TASK SET:
1. Reproduce the passage on cancer genetics word for word, from "Recent cancer studies, performed" to "impaired during cancer.".
2. Answer these questions from the passage on cancer genetics:
(a) At which institute did the researchers perform the studies?
(b) How many types of genes does the passage name as responsible for encouraging cancer?
(c) How do tumor suppressor genes normally prohibit the development of tumors?
3. Continue the passage on the genetic origins of cancer from where it stops.

PASSAGE SHOWN:
==================================================

Recent cancer studies, performed by a group of scientific researchers at the Wellcome Trust Sanger Institute, United Kingdom, suggest the genetic origins of cancer.
Cancer is caused by a disruption in the regular base sequence of the cell’s genetic makeup. Typically, many of these mutations need to occur before the cell begins to proliferate uncontrollably, ultimately, resulting in tumor formation. Normal cells have control mechanisms to reign in such division, but these processes become impaired during cancer.
There are three types of genes that are responsible for encouraging cancer, including tumor suppressor genes, oncogenes and DNA repair genes. Oncogenes, when mutated or expressed to a high degree, cause the cell to divide uncontrollably. Normally, tumor suppressor genes prohibit the development of tumors by regulating cell division; once again, however, if these regulatory genes are mutated, this can also lead to uncontrolled cellular proliferation.
Finally, DNA repair genes often instigate changes that fix damage to the cell’s genetic makeup. If these genes are disrupted, as with tumor suppressor genes, this can lead to an elevation in the total number of mutations present, again, leading to cancer development.

==================================================

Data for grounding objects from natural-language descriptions
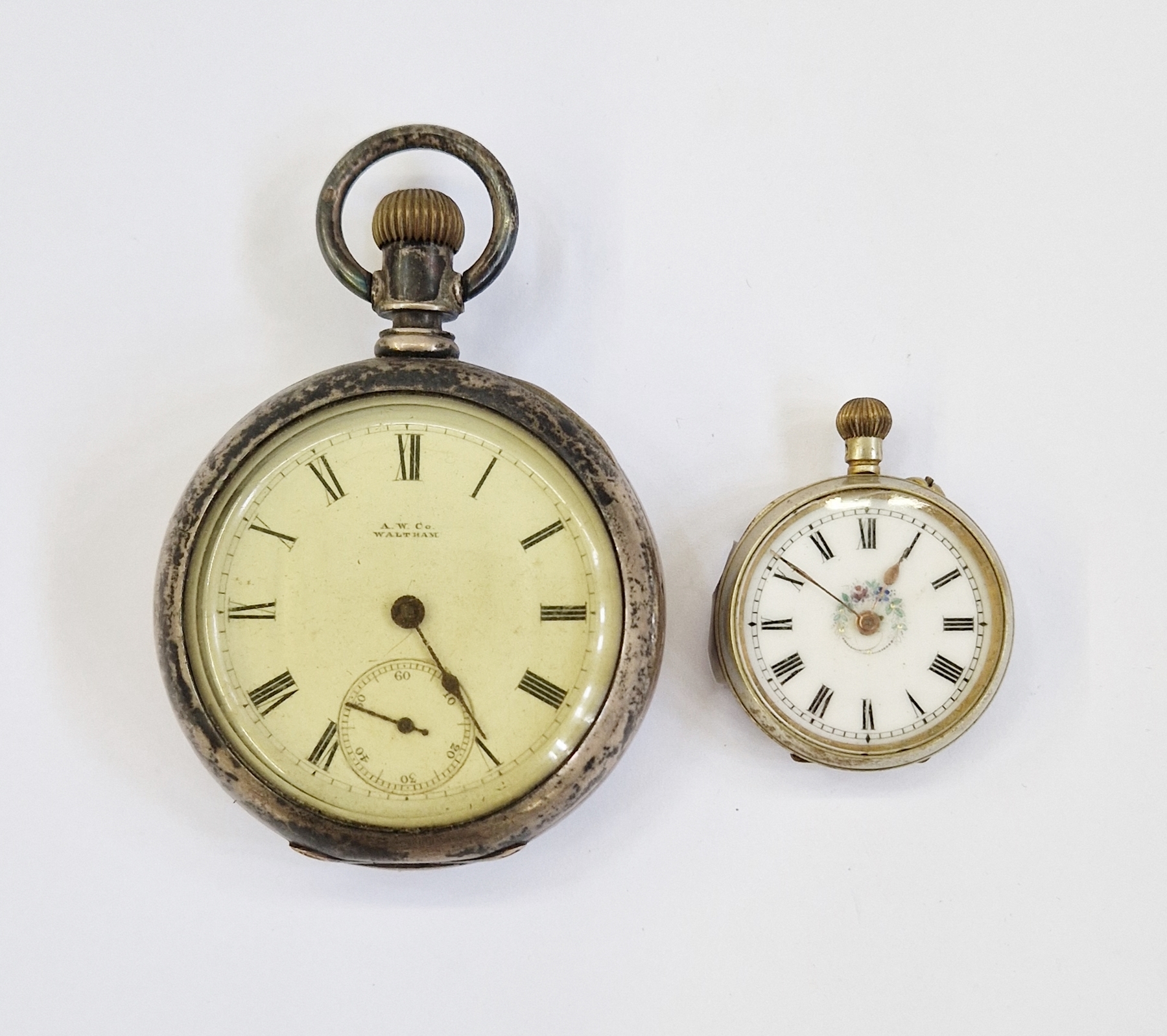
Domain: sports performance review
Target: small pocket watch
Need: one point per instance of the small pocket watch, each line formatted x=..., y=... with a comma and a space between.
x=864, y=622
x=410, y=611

==================================================

SET OF ANSWERS:
1.
Recent cancer studies, performed by a group of scientific researchers at the Wellcome Trust Sanger Institute, United Kingdom, suggest the genetic origins of cancer.
Cancer is caused by a disruption in the regular base sequence of the cell’s genetic makeup. Typically, many of these mutations need to occur before the cell begins to proliferate uncontrollably, ultimately, resulting in tumor formation. Normal cells have control mechanisms to reign in such division, but these processes become impaired during cancer.

2.
(a) The Wellcome Trust Sanger Institute, United Kingdom.
(b) Three.
(c) By regulating cell division.

3.
These mutations are caused by a number of factors. Oftentimes, the replication process is imperfect, and can lead to a few harmless genetic changes; this does not usually lead to cancer, as at least half a dozen mutations are necessitated to turn the cell into a cancerous state. Even when this does occur, the cell possesses mechanisms to deal with this eventuality, terminating itself during a biological process called apoptosis.
However, genetic predisposition, exposure to radiation and carcinogens, aging, obesity and even infection are all factors that have been linked to cancer.
Investigating over 7,000 individual genome samples, representing 30 different types of cancer (including brain, breast and lung cancers), the study was able to identify and map trademark signs of mutation. There were 21 characteristic alterations in the genetic sequence of the various DNA samples, which were present across 97% of the cancer-causing mutations.
The conclusions of the study were revealing. As we are already well aware, different cancers are the sum result of a host of different biological aberrations. The origins of breast cancer are very different to that of ovarian cancer, as an example. The team established that ovarian cancer was provoked by two mutational mechanisms, whereas liver cancer was the result of three times as many mutational mechanisms.
The scientists also established a commonality amongst different cancers, where a particular mutational process would be involved in different types of cancer. This was not always the case, however, as a number of mutations were condition-specific (e.g. some neuroblastoma and stomach mutations), and were only witnessed within this particular form of cancer.
In addition, out of all the 30 cancer types investigated, 20 of them encompassed at least one mutation related to aging.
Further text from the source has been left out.